Your instructions ->
Copy out the records below, switching every "thickest" to "widest" and changing nothing else. Leave the pictures out of your answer.

Given data ->
+-------+
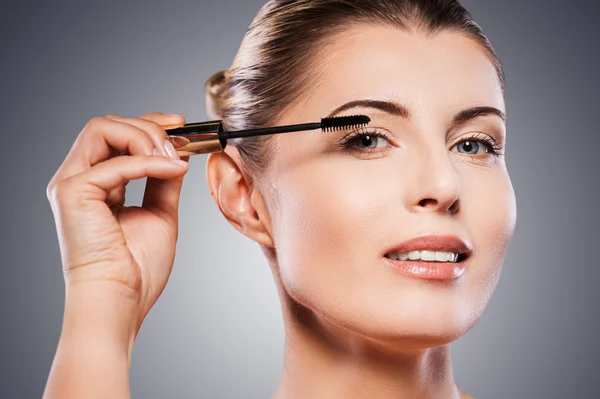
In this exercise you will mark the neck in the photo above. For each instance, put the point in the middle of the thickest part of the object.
(325, 361)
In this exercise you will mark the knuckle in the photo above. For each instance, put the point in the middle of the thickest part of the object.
(94, 123)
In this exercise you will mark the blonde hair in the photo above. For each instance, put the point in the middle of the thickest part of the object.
(271, 69)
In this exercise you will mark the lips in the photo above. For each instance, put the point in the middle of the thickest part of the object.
(449, 268)
(445, 243)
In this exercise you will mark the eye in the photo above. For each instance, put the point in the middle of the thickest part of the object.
(477, 145)
(365, 140)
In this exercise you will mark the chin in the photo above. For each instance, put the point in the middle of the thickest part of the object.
(408, 321)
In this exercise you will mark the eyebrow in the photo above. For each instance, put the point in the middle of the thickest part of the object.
(397, 109)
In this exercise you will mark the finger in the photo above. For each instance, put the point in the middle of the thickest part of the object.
(163, 196)
(97, 183)
(154, 129)
(116, 196)
(100, 139)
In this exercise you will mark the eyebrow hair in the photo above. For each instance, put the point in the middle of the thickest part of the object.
(394, 108)
(386, 106)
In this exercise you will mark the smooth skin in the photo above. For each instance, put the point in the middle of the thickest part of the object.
(323, 214)
(116, 259)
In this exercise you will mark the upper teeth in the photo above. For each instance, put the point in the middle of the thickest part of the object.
(435, 256)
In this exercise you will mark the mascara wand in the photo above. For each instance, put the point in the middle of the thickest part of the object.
(207, 137)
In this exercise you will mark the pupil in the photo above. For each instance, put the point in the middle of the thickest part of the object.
(367, 141)
(468, 146)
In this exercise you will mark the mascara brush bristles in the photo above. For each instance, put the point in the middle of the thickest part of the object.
(343, 122)
(326, 124)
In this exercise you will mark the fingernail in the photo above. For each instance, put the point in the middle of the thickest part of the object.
(170, 149)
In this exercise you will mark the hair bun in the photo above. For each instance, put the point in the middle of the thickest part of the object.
(213, 90)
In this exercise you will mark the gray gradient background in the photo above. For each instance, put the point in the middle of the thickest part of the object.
(216, 332)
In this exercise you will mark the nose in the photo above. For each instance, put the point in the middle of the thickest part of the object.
(435, 183)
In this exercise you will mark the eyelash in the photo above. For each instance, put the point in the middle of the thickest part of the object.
(349, 141)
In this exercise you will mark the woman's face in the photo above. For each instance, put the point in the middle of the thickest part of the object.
(427, 169)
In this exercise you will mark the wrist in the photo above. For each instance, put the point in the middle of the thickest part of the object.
(102, 315)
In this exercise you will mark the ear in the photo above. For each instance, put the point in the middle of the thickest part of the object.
(238, 200)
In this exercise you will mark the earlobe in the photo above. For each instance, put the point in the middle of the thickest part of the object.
(233, 195)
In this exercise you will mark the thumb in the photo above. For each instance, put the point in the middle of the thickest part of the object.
(163, 196)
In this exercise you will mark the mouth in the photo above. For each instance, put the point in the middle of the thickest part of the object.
(430, 257)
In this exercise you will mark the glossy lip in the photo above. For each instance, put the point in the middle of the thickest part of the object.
(446, 243)
(431, 270)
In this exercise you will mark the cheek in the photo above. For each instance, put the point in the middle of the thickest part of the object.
(489, 214)
(323, 218)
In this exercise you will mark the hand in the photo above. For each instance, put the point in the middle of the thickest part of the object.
(127, 251)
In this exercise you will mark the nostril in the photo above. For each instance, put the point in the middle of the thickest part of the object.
(427, 202)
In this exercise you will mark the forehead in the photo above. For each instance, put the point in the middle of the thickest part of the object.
(428, 74)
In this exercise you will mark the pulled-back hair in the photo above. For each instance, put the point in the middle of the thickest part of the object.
(271, 69)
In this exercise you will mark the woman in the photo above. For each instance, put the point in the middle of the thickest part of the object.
(386, 243)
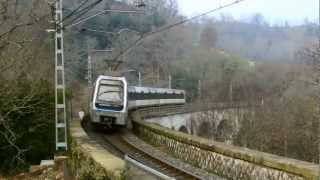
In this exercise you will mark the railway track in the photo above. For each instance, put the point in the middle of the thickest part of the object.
(120, 144)
(127, 148)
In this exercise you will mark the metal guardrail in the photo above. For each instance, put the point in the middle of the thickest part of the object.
(188, 108)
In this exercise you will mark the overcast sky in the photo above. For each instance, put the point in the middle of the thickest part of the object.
(275, 11)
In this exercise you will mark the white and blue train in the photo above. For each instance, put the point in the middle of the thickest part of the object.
(113, 98)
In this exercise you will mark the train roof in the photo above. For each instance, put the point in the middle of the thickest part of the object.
(138, 89)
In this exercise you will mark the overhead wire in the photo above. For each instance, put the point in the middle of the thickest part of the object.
(143, 37)
(75, 10)
(84, 11)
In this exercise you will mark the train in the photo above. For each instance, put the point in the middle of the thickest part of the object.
(112, 99)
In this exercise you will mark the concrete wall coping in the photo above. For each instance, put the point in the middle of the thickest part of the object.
(93, 149)
(293, 166)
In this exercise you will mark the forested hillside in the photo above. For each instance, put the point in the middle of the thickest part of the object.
(26, 91)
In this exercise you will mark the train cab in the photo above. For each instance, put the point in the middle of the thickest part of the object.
(109, 102)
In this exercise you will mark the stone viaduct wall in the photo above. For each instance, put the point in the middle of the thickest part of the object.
(89, 160)
(217, 124)
(227, 161)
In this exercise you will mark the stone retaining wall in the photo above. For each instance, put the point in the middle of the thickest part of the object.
(224, 160)
(89, 160)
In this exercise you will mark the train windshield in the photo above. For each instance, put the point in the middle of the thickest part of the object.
(111, 93)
+-------+
Answer to the problem ->
In this exercise you will mark the neck in the photo above. For each instance, put the point in the middle of the widest part of the object.
(325, 361)
In this exercise you will mark the knuckle in the photo above. For each instance, put the point in the middle of the widest part of the object.
(94, 123)
In this exercise you will mark the blonde hair in the photo above. For each instance, put the point in the middle of the widest part of the object.
(271, 69)
In this exercise you will mark the lips in the photo above. For each instance, put the point in the middle of the widest part of the object.
(449, 268)
(445, 243)
In this exercise you will mark the eye in the photo above. For each instance, put the point in the middle of the widest part of the object.
(477, 145)
(365, 140)
In this exercise you will mark the chin in the photo above. For each instance, put the point in the middle of the widest part of the object.
(408, 321)
In this exercise you will mark the eyebrow in the photo above. For each instance, put the point in the middle of the widest part of the object.
(397, 109)
In this exercise you will mark the finger in the photo above. For each instance, put the point in the middle of the widest part of the object.
(163, 196)
(97, 183)
(154, 129)
(116, 196)
(100, 139)
In this exercise you will mark the eyebrow hair in the photo above. For each instance, put the point in the middle of the widest part of the object.
(394, 108)
(386, 106)
In this exercise you will mark the smooth skin in the photo above. For each instance, put the point in the middle of the widest part of the object.
(323, 214)
(116, 259)
In this exercise you will mark the upper teeth in the photo above. For each instance, put the point in the middle of the widest part of the object.
(435, 256)
In this exercise you will mark the mascara wand in the photo above. For each instance, put the point in the middle of the widest part of the object.
(207, 137)
In this exercise you will mark the pupil in the photo above. For each instance, put the point in the middle of the widest part of the object.
(367, 141)
(468, 146)
In this exercise you will mark the mascara brush bristles in the photo above. For each instance, put the point in the middle of the widest part of the object.
(343, 122)
(326, 124)
In this exercise you will mark the fingernail in the photo above. For each instance, put the point in the middle of the widest part of the object.
(170, 149)
In this exercise you will mark the hair bun in the photo above. For each instance, put the point in the middle of the widest part of the object.
(213, 90)
In this exercise you will mark the gray gradient background in the photo above. For each instance, put the point in the middle of the widest part of the object.
(216, 332)
In this exercise you will mark the nose in the photo above. For each instance, put the point in the middle of the widest part of the object.
(435, 183)
In this exercise you will mark the eyelash in the photo above. For each instance, put the point in the middle of the widest part of the object.
(349, 141)
In this exercise you will mark the woman's face in the photo above. For each instance, put the point in the middle of the widest part of the object.
(427, 169)
In this exercise you will mark the wrist in the photo above. For each instance, put the point in the middle of the widest part of the object.
(102, 315)
In this exercise you will mark the ear in the photo above. For each instance, put the point in the middle of the widest part of the object.
(238, 200)
In this exercise you will mark the earlobe in the photo above. For each instance, put the point in the middle of the widest part of the object.
(233, 195)
In this exercise you will mark the thumb in the photo above. For each instance, put the point in the middle of the widest part of the object.
(163, 196)
In this exercise you will mark the mouth in the photo above. For each instance, put the point in the middle of the widest part of the object.
(430, 257)
In this exercise you will mark the glossy lip in the photo above. For each instance, put the point in the middle of the widest part of the object.
(446, 243)
(431, 270)
In this exercise you will mark the cheek in the photo above. For each instance, put the point in the middle of the widest part of the object.
(489, 214)
(323, 218)
In this exercise you will mark the hand in the photo above. For each instance, put the point in the middle of the widest part of the object.
(127, 251)
In this exercise you will mark the nostril in the photo above. For each instance, put the point in the middle of the widest part of the object.
(427, 202)
In this exercise you will mark the forehead in the photo above. For each instance, put the point in the middle of the widest part of the object.
(428, 74)
In this exercise you will mark the pulled-back hair in the photo above. For each instance, put the point in the middle of the widest part of the object.
(271, 69)
In this exercise you will mark the woman in the photo above. For each instance, put the point in the middle of the widest part of the object.
(386, 243)
In this exercise you will mark the railway track in the photo above. For each instance, put the point in the middle of the widest part of the object.
(120, 144)
(127, 148)
In this exercise you will mark the metal guardrail in the photo above. For each instance, put the point in the middle of the widest part of the object.
(188, 108)
In this exercise you will mark the overcast sky in the photo above. For each instance, put the point in the middle of the widest part of the object.
(275, 11)
In this exercise you will mark the white and blue train in the photo above. For each instance, put the point in the middle of the widest part of the object.
(113, 98)
In this exercise you will mark the train roof in the photo above. For each instance, put the point in the middle of the widest part of the object.
(138, 89)
In this exercise you will mark the overhead wire in the photo above. For each instance, put the point in the middle of the widest part of the object.
(143, 37)
(75, 10)
(84, 11)
In this exercise you will mark the train in the photo above. For each instance, put the point in the middle of the widest part of the object.
(112, 99)
In this exercise you will mark the concrete wall coping in the photo above. For each instance, put the point in the middle of the widest part of the object.
(93, 149)
(293, 166)
In this exercise you will mark the forested hillside in the photo above. For each instance, put the point in the middle of the widest part of the object.
(26, 91)
In this exercise you will mark the train cab in the photo above. For each instance, put the point in the middle of the widest part of the object.
(109, 102)
In this exercise you will mark the stone viaduct wall in the photo above. For each instance, put the point in the middle of the widest part of the object.
(89, 160)
(217, 124)
(227, 161)
In this exercise you will mark the stone retaining wall in the photo above. For each instance, put the point in the middle of the widest part of the object.
(224, 160)
(89, 160)
In this exercise you will mark the train windshield in the photo above. For each instance, put the point in the middle of the widest part of the object.
(111, 93)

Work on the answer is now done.